### Work to do
Count the lines below that contain the string "building", treating uppercase and lowercase letters as distinct. Reply with the number alone.

────────────────────────────────────────

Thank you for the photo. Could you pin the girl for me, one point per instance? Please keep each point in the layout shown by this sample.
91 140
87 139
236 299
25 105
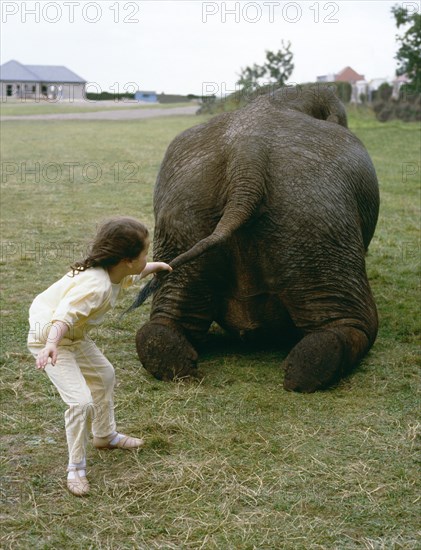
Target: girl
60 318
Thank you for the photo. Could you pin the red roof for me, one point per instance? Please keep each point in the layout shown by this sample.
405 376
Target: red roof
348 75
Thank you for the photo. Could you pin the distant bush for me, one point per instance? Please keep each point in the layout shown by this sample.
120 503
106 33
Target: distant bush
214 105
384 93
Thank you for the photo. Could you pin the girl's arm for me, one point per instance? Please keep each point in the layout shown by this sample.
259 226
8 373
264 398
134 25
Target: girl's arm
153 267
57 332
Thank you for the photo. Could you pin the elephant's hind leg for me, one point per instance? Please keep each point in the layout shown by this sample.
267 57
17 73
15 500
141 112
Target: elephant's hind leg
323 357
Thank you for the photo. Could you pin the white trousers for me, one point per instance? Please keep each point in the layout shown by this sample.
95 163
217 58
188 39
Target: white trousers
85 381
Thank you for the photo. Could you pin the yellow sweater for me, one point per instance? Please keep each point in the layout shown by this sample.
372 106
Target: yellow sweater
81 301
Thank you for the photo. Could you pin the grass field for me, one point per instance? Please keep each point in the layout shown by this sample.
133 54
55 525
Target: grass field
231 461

────────────────────────────────────────

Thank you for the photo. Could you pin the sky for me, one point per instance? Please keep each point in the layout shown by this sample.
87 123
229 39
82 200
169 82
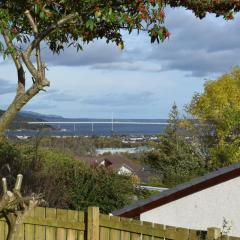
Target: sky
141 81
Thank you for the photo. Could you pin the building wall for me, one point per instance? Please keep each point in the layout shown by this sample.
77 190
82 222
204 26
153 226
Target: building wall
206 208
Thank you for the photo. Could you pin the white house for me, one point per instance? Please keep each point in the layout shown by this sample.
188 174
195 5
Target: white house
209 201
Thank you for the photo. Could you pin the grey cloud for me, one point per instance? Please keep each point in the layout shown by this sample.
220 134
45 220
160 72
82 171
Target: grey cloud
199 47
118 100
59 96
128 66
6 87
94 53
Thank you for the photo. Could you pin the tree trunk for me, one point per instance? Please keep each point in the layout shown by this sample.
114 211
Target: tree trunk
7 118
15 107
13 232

────────────────────────────────────────

### Result of the task
2